[start of Text segment]

Pi Attitude Zone: Material Status

Down With Lobster

Lobster is at the top if the list of what most people consider a luxury dish.  Interestingly, it wasn’t always like that. 

In New England in Colonial days, lobsters were so plentiful they were considered low-class food to be fed to the domestics.  Some brave servants even forced their masters to sign a pledge not to feed them lobster above three times a week. Then in the 1800s overfishing began to deplete supplies, and lobster got itself re-classified as posh food for rich folk.  It still carries that cachet today.

But, just as stock prices can go down as well as up, supplies of luxury foods can go up as well as down.  It may be something to do with global warming, but recent years have seen significant increases in the lobster harvest.  Wholesale prices can tumble.  A decade ago Maine lobster was wholesaling at six dollars a pound. The price fell by half in four years, and plummeted thereafter. In mid-2013 lobster was selling off the boat at $2.20 per pound (lean ground beef was retailing in America at $4.80 per pound at the time), though the lobster price has since rebounded.

[end of Text segment]
[start of Records]

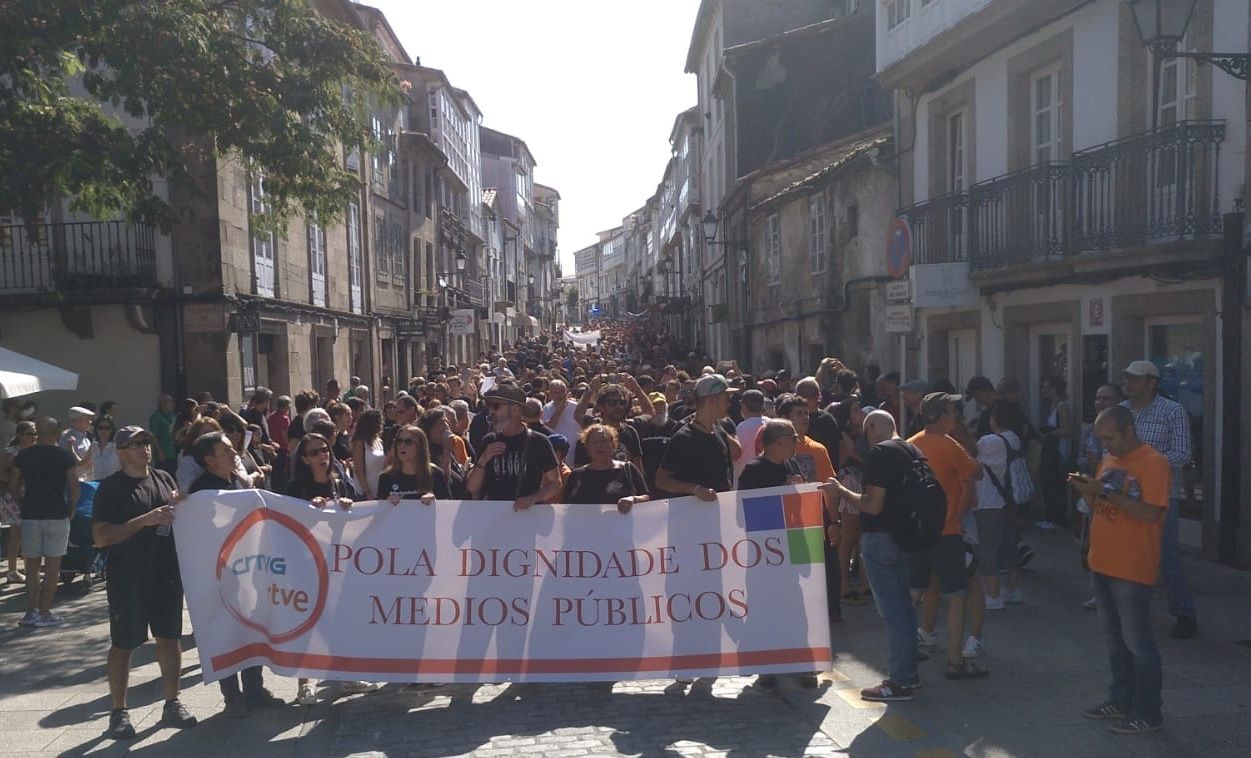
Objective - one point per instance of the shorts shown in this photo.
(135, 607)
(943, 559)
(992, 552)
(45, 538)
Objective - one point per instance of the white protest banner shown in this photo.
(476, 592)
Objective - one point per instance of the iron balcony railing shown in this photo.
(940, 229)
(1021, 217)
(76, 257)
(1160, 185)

[end of Records]
[start of Records]

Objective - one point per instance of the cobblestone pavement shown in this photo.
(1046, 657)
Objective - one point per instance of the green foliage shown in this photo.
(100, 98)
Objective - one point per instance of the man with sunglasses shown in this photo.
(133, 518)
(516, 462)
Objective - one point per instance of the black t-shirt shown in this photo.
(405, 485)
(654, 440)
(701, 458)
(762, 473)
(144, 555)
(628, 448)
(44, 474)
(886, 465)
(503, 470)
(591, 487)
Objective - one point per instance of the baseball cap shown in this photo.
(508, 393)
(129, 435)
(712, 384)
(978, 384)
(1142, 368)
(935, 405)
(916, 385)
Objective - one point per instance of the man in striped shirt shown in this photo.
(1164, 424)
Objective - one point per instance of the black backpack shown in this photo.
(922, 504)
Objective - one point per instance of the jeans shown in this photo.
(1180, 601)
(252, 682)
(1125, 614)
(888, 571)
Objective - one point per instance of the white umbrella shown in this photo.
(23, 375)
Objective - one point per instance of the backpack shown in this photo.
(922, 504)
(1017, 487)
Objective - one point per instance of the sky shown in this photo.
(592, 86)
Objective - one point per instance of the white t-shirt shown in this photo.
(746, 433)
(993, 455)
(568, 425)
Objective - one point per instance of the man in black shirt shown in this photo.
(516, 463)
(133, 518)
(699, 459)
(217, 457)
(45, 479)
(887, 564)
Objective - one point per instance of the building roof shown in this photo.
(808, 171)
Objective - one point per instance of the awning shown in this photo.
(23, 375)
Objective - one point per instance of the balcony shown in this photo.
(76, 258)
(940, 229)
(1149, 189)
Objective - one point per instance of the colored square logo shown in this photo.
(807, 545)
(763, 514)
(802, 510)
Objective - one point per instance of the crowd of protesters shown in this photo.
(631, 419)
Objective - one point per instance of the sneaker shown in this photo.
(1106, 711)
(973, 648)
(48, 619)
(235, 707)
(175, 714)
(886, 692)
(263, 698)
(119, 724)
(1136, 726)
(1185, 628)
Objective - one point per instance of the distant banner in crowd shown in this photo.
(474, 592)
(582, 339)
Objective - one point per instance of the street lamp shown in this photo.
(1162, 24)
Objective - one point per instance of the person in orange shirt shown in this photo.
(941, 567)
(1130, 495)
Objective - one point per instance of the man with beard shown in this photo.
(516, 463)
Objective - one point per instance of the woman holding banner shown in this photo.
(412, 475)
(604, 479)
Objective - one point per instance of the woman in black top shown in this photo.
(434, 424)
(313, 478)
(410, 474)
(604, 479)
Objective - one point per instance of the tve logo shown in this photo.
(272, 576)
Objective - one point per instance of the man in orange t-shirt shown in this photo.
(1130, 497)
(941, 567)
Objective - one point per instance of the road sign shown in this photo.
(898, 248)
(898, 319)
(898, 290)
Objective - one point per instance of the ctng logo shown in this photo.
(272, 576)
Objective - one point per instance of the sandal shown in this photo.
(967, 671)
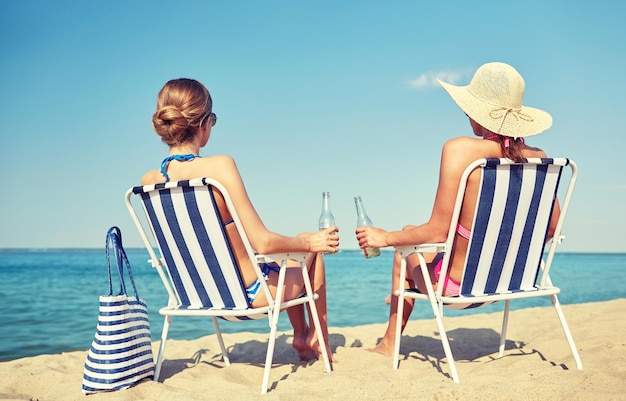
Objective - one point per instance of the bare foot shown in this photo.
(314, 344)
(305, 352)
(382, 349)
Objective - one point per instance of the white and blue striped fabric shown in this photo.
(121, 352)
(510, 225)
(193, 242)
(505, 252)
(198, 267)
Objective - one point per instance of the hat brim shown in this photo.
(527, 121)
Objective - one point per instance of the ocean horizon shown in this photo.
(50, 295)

[end of Records]
[start of Records]

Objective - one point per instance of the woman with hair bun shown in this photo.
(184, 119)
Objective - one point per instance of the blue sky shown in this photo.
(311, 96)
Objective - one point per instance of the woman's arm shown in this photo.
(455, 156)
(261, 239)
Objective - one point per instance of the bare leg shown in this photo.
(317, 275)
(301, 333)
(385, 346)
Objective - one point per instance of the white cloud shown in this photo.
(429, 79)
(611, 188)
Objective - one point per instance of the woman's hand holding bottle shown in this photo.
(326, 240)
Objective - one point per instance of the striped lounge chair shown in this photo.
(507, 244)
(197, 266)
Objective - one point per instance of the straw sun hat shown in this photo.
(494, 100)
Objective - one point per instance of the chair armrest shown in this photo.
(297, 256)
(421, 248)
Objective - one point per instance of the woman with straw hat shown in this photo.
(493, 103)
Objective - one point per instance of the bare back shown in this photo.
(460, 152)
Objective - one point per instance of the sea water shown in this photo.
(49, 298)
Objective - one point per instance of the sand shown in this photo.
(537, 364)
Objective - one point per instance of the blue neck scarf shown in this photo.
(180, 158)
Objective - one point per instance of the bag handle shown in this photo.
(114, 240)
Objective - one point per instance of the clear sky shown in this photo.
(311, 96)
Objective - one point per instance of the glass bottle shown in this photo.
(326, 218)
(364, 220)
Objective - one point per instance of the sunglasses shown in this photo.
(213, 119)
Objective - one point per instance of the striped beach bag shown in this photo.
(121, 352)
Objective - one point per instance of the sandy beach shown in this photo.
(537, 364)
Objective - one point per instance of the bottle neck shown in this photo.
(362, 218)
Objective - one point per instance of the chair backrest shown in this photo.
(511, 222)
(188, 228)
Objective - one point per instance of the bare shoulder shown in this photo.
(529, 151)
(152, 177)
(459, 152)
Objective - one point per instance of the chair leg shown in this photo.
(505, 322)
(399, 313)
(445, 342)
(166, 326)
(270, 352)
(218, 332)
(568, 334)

[end of Records]

**Requirements**
1 – According to the lobster text, what price was Maine lobster wholesaling at a decade ago?
2 – Rewrite only the entries starting at the line that contains "Objective - one point per instance of the shorts" and ending at the line that contains "(1160, 185)". Replace "iron" with "metal" and leave everything else unchanged.

**Results by task**
1 – Six dollars a pound.

2 –
Objective - one point per instance of the shorts shown in this photo.
(135, 607)
(943, 559)
(992, 552)
(45, 538)
Objective - one point per instance of the white protest banner shown in this photo.
(476, 592)
Objective - one point per instance of the metal balcony railing shown in this photo.
(940, 229)
(1021, 217)
(76, 257)
(1160, 185)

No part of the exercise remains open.